**Work to complete**
Recast all of the data below as a numbered list with one line per item. Drop blank lines and leave the pictures out.

╭──

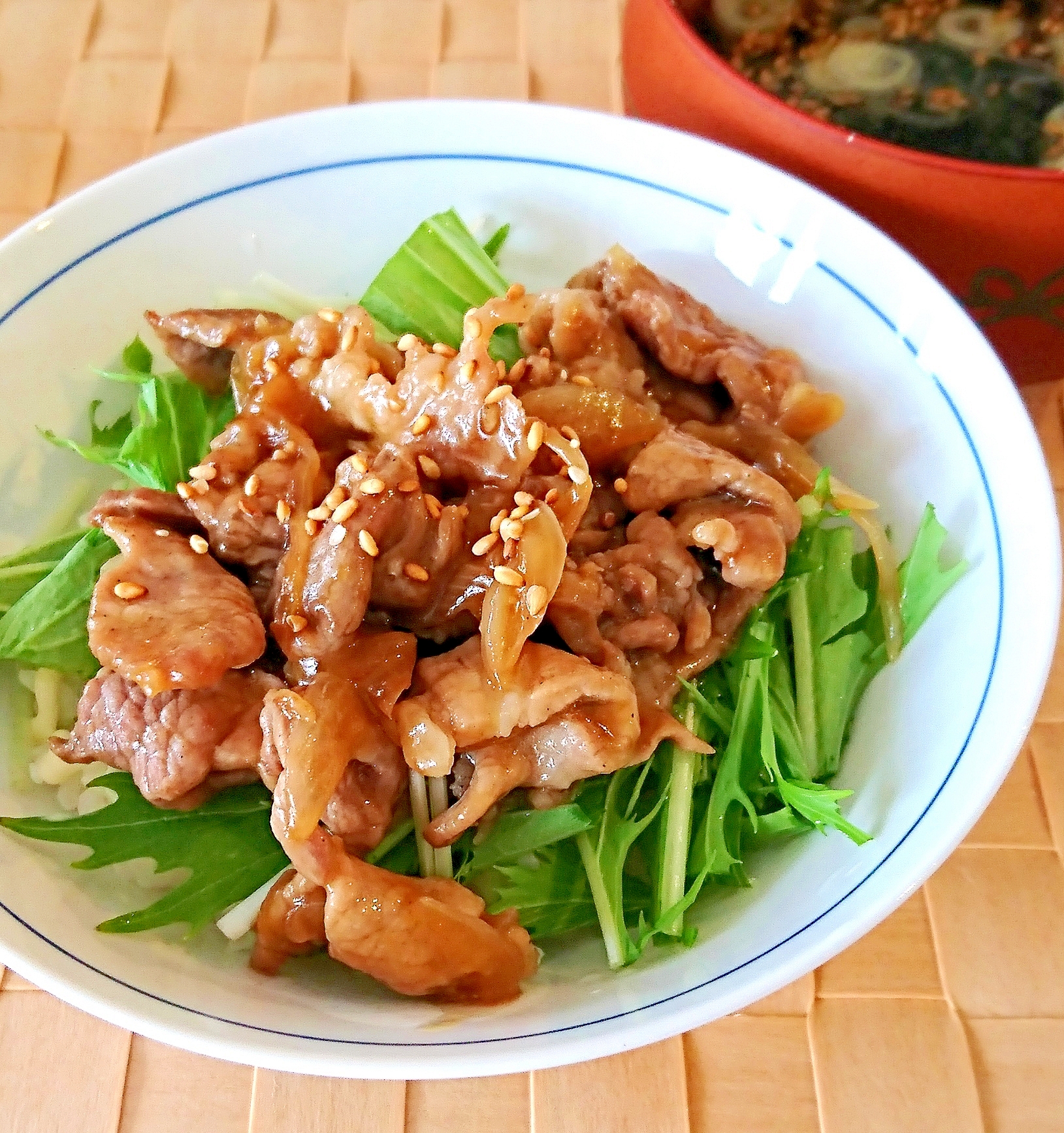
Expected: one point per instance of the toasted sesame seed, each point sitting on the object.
(508, 576)
(485, 544)
(536, 600)
(428, 467)
(535, 436)
(490, 418)
(345, 511)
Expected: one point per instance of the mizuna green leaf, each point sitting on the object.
(227, 844)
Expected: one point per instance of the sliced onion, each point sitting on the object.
(737, 17)
(975, 29)
(513, 613)
(868, 68)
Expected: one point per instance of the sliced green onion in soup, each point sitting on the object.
(868, 68)
(735, 17)
(862, 27)
(975, 29)
(1053, 128)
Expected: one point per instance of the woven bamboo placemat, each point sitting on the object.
(948, 1017)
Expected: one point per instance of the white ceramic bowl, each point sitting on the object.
(320, 201)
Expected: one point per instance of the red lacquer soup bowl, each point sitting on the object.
(993, 234)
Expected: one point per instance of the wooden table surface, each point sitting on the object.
(946, 1019)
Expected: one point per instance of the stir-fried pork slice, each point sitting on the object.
(166, 617)
(576, 324)
(690, 341)
(745, 540)
(172, 742)
(419, 936)
(560, 719)
(333, 738)
(202, 342)
(290, 923)
(161, 509)
(643, 595)
(677, 467)
(443, 408)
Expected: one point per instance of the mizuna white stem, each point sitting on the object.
(438, 802)
(427, 856)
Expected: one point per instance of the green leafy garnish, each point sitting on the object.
(22, 572)
(438, 274)
(46, 591)
(167, 433)
(227, 843)
(523, 832)
(777, 710)
(46, 627)
(494, 242)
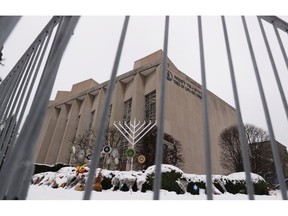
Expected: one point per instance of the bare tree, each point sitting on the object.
(231, 157)
(172, 150)
(82, 148)
(115, 159)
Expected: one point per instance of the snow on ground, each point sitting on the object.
(44, 200)
(47, 193)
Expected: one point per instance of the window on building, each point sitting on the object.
(127, 110)
(150, 106)
(91, 119)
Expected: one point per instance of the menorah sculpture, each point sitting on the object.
(134, 132)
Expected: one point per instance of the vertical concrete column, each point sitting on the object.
(138, 99)
(85, 114)
(98, 106)
(117, 103)
(70, 132)
(57, 135)
(48, 129)
(158, 89)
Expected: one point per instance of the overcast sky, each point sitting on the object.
(91, 52)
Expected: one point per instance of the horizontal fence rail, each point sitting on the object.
(33, 76)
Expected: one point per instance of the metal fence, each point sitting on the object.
(18, 140)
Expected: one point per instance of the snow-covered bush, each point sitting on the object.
(236, 183)
(171, 178)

╰──

**The response**
1. Expected: one point per instance of the toasted sesame seed, each point sitting on the object.
2. (508, 576)
3. (485, 544)
4. (536, 600)
5. (428, 467)
6. (535, 436)
7. (490, 418)
8. (345, 511)
9. Expected: one point per instance of the mizuna green leaf, each point sitting on the object.
10. (227, 844)
11. Expected: one point per instance of the sliced onion, each point sitting on the object.
12. (737, 17)
13. (975, 29)
14. (513, 613)
15. (868, 68)
16. Expected: one point per instance of the sliced green onion in soup, each point sitting on the object.
17. (868, 68)
18. (735, 17)
19. (862, 27)
20. (975, 29)
21. (1053, 128)
22. Expected: one point per instance of the woven bamboo placemat, each point sitting on the object.
23. (948, 1017)
24. Expected: one point per instance of the white ceramic bowl, each point sitting on the object.
25. (320, 201)
26. Expected: one point per instance of the red lacquer soup bowl, each point sitting on the object.
27. (993, 234)
28. Expected: one point per instance of the wooden table surface, each point sitting on the object.
29. (946, 1019)
30. Expected: one point per instance of the stir-fried pork slice, each point sitting on the object.
31. (166, 617)
32. (576, 324)
33. (690, 341)
34. (745, 540)
35. (172, 742)
36. (419, 936)
37. (560, 719)
38. (333, 738)
39. (202, 342)
40. (290, 923)
41. (161, 509)
42. (643, 595)
43. (677, 467)
44. (443, 408)
45. Expected: one point per instance of the mizuna white stem, each point sitting on the object.
46. (438, 802)
47. (427, 856)
48. Expected: one point per instance of the green leafy garnish, each point sitting on the object.
49. (22, 572)
50. (438, 274)
51. (46, 591)
52. (167, 433)
53. (227, 843)
54. (523, 832)
55. (777, 710)
56. (46, 627)
57. (494, 242)
58. Expected: one point per instance of the bare tree, each point sitting on the object.
59. (231, 157)
60. (172, 150)
61. (82, 148)
62. (115, 159)
63. Expected: one point per instance of the snow on ground, each point sitting on the object.
64. (44, 200)
65. (47, 193)
66. Expected: one point per instance of the window on building, each point sitting on the object.
67. (127, 110)
68. (150, 106)
69. (91, 119)
70. Expected: one point per instance of the menorah sculpture, each point sitting on the object.
71. (134, 132)
72. Expected: one point per instance of the vertical concrete column, each point sitting on the object.
73. (138, 99)
74. (85, 114)
75. (98, 106)
76. (117, 103)
77. (70, 132)
78. (57, 135)
79. (48, 129)
80. (158, 89)
81. Expected: one point per instance of the overcast sky, each point sitting on the object.
82. (91, 52)
83. Expected: one point per instance of the horizontal fence rail, each point sitting on the object.
84. (33, 76)
85. Expected: one point per instance of the metal fence, each point sitting on the object.
86. (18, 140)
87. Expected: one point per instance of the snow-covered bush, each point sitting on the object.
88. (236, 183)
89. (171, 178)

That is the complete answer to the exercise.